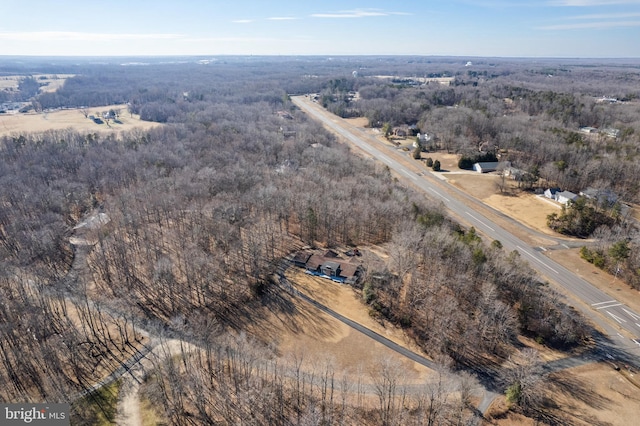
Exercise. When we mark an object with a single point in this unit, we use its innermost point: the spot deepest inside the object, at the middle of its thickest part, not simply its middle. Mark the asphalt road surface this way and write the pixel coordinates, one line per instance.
(621, 324)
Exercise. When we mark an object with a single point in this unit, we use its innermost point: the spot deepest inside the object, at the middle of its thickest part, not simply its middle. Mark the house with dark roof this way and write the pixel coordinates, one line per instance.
(565, 196)
(329, 265)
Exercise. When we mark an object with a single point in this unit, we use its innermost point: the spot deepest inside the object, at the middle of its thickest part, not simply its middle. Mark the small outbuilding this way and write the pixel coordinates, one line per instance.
(486, 167)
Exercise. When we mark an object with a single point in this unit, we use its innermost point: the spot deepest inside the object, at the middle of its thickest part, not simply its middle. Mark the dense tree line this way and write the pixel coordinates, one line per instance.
(443, 283)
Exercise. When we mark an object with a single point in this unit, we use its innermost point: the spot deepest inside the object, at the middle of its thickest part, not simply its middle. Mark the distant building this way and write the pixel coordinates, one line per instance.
(330, 265)
(610, 132)
(551, 193)
(565, 196)
(491, 166)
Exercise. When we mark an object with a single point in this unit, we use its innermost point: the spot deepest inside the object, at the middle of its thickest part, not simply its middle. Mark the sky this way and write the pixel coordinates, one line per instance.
(476, 28)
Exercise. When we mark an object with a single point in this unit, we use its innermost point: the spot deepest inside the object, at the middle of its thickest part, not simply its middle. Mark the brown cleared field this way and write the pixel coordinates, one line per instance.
(308, 333)
(11, 124)
(50, 82)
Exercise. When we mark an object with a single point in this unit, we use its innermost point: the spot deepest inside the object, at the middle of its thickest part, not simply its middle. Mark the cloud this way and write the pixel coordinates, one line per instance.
(356, 13)
(592, 25)
(606, 16)
(80, 36)
(587, 3)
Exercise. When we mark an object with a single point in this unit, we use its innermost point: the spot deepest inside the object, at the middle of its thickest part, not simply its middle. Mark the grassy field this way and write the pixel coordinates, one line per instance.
(11, 124)
(50, 82)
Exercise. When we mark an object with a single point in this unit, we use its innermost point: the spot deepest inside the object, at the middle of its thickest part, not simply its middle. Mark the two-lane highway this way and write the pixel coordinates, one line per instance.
(598, 305)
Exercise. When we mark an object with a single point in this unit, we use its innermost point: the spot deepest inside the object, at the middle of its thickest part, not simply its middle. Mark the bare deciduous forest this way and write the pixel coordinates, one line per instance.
(107, 243)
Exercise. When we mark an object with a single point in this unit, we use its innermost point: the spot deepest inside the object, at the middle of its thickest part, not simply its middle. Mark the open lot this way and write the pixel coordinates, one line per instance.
(310, 334)
(71, 119)
(49, 82)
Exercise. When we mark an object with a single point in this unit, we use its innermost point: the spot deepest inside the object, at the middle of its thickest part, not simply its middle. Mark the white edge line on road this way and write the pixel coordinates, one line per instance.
(608, 306)
(602, 303)
(481, 221)
(411, 175)
(536, 259)
(438, 194)
(618, 319)
(635, 317)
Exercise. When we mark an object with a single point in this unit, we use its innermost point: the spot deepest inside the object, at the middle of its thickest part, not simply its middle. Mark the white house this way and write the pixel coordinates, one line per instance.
(565, 196)
(551, 193)
(491, 166)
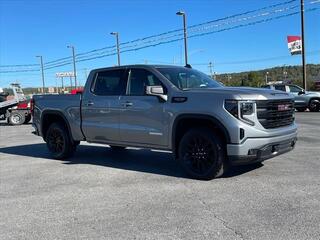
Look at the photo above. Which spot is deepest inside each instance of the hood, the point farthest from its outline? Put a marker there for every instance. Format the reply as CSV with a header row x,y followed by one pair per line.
x,y
312,93
245,93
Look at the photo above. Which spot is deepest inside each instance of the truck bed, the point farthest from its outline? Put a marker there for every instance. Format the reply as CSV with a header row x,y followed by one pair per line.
x,y
67,105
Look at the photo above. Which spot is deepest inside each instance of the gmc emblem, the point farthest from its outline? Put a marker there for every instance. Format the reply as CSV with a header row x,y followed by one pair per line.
x,y
283,107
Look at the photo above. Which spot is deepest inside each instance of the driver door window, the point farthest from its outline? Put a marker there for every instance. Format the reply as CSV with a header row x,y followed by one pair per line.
x,y
294,89
138,80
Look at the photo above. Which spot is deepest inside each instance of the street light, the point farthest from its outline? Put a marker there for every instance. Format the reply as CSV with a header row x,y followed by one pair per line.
x,y
74,65
42,73
117,43
183,14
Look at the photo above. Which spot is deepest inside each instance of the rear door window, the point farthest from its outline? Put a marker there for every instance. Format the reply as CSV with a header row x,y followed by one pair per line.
x,y
294,89
280,87
110,82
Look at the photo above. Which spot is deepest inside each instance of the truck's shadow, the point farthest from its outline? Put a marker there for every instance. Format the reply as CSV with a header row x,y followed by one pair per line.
x,y
139,160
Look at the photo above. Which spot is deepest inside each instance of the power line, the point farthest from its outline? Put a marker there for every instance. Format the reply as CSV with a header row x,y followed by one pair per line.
x,y
157,35
177,37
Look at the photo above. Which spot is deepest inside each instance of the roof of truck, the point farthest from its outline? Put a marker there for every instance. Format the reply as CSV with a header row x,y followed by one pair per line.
x,y
139,65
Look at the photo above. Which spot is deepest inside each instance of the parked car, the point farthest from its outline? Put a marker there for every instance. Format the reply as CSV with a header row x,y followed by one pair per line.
x,y
207,126
302,99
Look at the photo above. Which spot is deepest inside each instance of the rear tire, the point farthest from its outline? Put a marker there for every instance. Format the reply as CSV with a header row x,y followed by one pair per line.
x,y
16,118
27,119
117,148
202,154
58,141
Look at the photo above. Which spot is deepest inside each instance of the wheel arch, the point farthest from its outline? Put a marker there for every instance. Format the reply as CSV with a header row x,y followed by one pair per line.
x,y
51,116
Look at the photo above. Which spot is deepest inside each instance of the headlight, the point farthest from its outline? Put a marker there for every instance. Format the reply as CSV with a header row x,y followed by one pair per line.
x,y
242,110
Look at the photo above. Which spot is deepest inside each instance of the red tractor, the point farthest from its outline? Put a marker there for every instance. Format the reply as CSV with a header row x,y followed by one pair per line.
x,y
16,110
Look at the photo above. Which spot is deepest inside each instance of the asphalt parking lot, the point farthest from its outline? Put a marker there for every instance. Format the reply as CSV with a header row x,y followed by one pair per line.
x,y
142,194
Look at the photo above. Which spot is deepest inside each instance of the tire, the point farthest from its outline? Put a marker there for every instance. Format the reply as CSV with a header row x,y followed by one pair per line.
x,y
58,141
117,148
202,154
301,109
16,118
314,106
27,119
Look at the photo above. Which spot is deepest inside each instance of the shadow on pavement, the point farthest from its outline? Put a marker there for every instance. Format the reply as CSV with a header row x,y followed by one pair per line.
x,y
139,160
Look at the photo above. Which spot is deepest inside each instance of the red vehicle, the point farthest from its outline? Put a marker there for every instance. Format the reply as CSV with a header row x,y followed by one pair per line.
x,y
17,110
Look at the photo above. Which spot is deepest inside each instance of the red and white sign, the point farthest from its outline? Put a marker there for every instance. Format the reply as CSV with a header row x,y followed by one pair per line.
x,y
294,44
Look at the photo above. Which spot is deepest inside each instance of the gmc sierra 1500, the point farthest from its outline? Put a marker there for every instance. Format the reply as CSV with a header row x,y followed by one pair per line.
x,y
207,126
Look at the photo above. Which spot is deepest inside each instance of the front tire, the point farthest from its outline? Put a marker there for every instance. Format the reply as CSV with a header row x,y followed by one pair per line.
x,y
202,154
301,109
16,118
58,141
27,119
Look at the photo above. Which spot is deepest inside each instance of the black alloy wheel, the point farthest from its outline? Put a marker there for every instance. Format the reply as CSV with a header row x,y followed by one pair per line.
x,y
201,154
58,141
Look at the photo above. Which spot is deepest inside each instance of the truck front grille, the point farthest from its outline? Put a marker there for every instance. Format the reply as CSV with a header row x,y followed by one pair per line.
x,y
275,113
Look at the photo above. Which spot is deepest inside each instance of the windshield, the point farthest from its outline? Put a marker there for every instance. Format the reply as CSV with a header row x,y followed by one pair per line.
x,y
187,78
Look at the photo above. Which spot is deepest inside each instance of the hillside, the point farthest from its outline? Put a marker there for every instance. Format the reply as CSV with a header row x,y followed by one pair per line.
x,y
291,74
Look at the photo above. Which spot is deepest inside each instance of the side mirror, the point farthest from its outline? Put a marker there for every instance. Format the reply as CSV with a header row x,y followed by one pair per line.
x,y
156,91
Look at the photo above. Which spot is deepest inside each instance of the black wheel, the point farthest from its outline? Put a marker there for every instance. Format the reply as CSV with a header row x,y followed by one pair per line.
x,y
117,148
314,106
16,118
58,141
202,154
301,109
27,119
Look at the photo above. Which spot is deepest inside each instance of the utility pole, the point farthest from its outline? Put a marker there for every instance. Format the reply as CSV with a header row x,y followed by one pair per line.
x,y
210,67
304,69
183,14
74,66
117,44
42,72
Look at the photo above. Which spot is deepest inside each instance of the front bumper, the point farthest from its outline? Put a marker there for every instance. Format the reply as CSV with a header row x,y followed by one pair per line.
x,y
259,149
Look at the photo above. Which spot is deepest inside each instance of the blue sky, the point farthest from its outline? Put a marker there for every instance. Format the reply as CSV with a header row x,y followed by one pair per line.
x,y
29,28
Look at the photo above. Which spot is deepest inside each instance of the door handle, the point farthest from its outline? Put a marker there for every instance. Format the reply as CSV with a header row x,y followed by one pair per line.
x,y
127,104
89,103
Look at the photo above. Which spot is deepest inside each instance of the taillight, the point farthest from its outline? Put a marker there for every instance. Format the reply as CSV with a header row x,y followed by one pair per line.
x,y
31,105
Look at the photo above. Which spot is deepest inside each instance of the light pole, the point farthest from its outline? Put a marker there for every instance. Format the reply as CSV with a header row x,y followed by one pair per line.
x,y
117,43
210,67
304,69
183,14
74,65
42,72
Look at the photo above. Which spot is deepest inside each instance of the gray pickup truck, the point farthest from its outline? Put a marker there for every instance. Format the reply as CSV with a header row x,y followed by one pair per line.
x,y
207,126
302,99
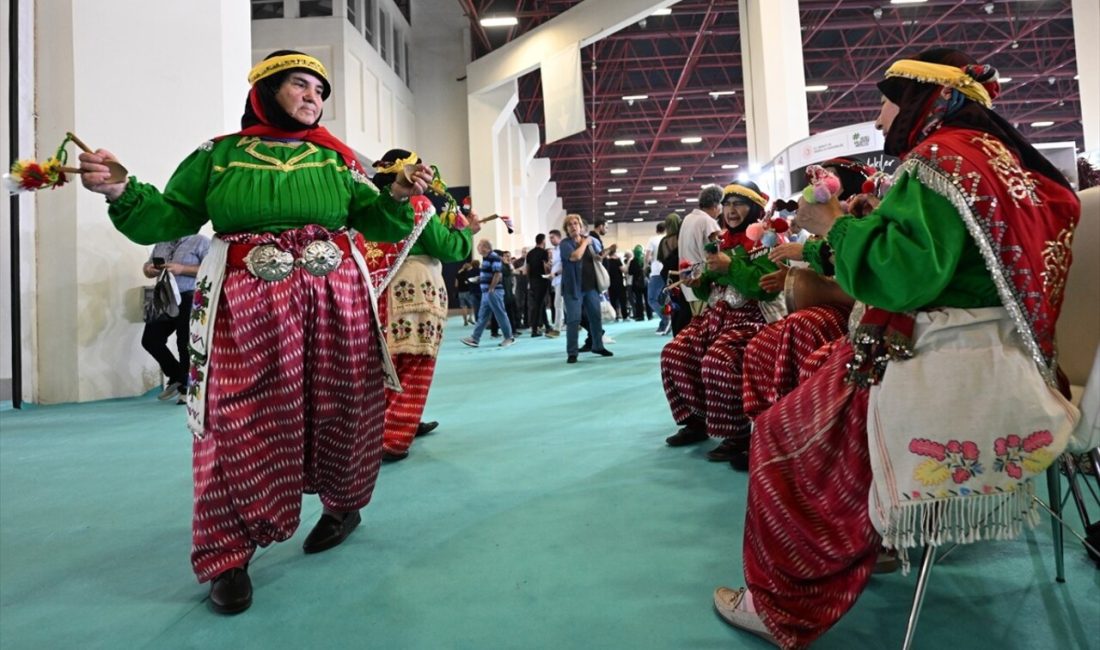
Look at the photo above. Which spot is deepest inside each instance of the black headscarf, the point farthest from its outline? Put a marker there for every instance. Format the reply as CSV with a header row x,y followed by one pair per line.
x,y
756,211
915,99
266,89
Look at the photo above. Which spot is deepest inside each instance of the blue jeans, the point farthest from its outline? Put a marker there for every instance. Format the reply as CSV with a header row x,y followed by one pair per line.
x,y
492,303
653,295
589,300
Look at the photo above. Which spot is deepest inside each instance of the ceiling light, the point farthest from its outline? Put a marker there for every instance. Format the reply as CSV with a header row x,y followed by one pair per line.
x,y
504,21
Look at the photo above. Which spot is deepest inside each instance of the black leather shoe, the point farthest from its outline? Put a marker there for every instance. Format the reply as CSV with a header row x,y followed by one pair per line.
x,y
685,436
330,531
727,450
231,592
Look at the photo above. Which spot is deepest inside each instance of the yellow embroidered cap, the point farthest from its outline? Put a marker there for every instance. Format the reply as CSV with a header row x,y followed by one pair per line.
x,y
943,75
744,191
281,63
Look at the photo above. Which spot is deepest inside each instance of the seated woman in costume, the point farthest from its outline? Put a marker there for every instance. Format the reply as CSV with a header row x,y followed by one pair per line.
x,y
817,309
963,267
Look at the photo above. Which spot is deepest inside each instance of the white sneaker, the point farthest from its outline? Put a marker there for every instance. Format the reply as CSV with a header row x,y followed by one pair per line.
x,y
730,606
171,392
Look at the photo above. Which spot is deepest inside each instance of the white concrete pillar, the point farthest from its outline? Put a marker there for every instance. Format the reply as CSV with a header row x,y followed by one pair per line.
x,y
774,83
110,72
488,112
1086,28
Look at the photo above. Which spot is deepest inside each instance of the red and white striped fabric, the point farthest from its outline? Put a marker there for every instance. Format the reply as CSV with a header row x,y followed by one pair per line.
x,y
722,379
810,546
405,409
774,355
682,359
295,405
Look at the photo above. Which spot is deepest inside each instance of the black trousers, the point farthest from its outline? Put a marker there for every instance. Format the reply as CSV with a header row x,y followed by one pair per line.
x,y
154,339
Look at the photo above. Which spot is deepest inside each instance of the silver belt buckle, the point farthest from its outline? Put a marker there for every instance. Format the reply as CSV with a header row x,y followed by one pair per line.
x,y
320,257
270,263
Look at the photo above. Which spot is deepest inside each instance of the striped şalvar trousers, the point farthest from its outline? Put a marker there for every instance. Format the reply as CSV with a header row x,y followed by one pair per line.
x,y
810,546
682,357
774,355
405,409
295,405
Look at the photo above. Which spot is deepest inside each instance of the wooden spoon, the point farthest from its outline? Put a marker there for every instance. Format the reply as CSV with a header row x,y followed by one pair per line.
x,y
118,172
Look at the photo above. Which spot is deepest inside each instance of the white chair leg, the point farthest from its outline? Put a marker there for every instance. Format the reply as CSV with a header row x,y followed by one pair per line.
x,y
1054,487
922,584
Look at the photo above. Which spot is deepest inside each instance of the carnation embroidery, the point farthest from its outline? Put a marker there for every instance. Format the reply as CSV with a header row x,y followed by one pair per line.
x,y
957,461
1015,455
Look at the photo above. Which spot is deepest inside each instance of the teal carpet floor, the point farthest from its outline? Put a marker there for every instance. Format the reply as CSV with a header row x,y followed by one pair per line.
x,y
546,511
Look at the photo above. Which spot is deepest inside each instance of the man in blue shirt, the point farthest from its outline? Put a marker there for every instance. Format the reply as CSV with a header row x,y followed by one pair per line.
x,y
182,259
492,297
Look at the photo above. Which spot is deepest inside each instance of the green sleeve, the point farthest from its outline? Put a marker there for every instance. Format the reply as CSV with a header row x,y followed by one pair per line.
x,y
902,255
744,274
443,243
147,216
378,217
815,253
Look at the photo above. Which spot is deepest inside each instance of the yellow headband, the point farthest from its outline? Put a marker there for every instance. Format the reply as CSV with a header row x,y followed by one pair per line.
x,y
397,165
741,190
943,75
277,64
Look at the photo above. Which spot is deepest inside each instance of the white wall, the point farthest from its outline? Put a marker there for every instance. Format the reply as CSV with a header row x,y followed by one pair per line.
x,y
439,68
160,95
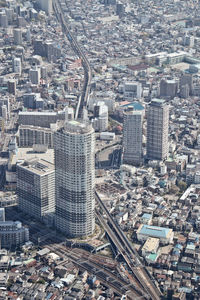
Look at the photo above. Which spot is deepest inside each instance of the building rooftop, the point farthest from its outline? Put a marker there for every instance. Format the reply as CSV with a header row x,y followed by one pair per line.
x,y
38,166
154,231
28,153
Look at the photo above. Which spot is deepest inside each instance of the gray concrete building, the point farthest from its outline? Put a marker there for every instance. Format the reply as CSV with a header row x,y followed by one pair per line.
x,y
41,119
13,234
36,187
34,135
157,129
132,137
74,147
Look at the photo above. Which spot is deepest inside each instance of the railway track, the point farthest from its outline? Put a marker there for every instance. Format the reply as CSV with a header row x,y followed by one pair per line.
x,y
83,101
129,254
107,277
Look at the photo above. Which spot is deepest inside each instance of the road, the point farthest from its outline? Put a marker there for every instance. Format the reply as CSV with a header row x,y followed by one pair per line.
x,y
129,254
109,278
83,100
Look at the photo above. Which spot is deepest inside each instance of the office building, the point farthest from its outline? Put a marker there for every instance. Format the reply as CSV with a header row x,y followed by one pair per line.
x,y
46,5
33,101
17,66
165,235
5,108
34,75
36,187
32,135
168,88
2,214
120,10
3,20
100,122
13,234
132,90
157,129
132,137
40,118
12,86
17,33
187,80
74,147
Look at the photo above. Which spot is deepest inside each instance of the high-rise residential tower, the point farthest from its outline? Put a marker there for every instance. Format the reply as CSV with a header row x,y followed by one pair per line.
x,y
157,129
74,146
132,137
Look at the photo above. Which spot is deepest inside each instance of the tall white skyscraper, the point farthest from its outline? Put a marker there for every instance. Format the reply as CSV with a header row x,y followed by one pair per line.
x,y
17,33
132,137
17,66
74,146
157,129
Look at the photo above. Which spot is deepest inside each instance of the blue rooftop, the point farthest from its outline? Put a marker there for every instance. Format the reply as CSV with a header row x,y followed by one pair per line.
x,y
136,105
154,231
147,216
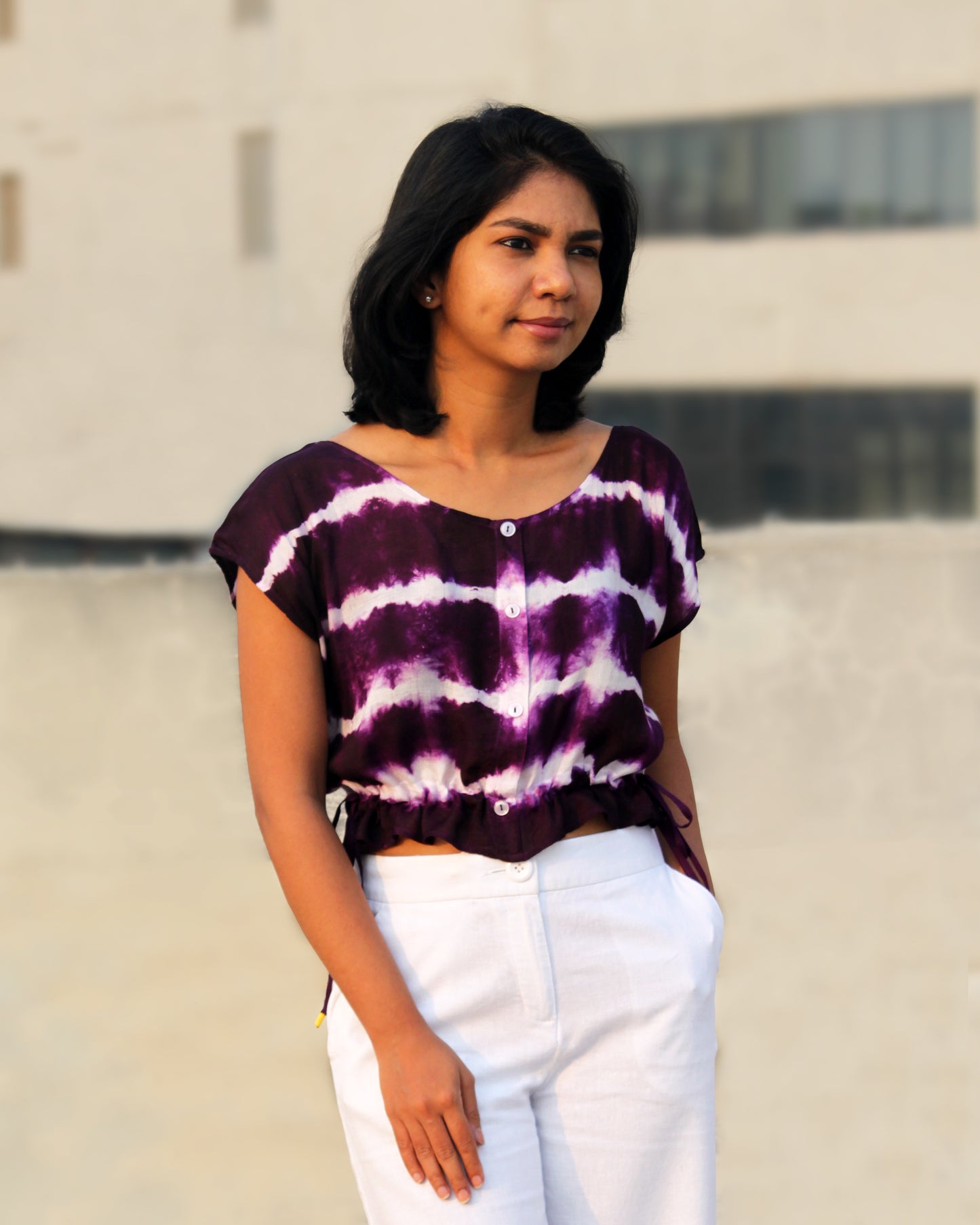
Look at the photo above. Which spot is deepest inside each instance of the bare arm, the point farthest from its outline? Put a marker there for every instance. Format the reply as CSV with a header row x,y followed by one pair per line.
######
## Exercise objective
The answer must consist of the line containing "of the tall" and every line after it through the end of the records, retyped exactly, with all pictures left out.

## Expected answer
Look at the photo above. Which spot is deepest inside each instance of the tall white skyscraper, the point farthest from its outline? Put a marker there for every instance. Format the reply as CSV with a header row x,y followed by one pair per line.
x,y
17,33
132,137
17,66
74,146
157,129
Look at the photo above. Which spot is deepest inside each instance of the blue rooftop, the point farthest from its outline? Put a marker there for every instance. Format the reply as CSV with a header row x,y followed by one pair per line.
x,y
136,105
154,231
147,216
Look at the photo above. Which spot is deepest inside each instance of the bare arm, the point farthest from its outline? Put a marker there for every instance. Format the reply as CSV with a header row x,y followed by one pair per line.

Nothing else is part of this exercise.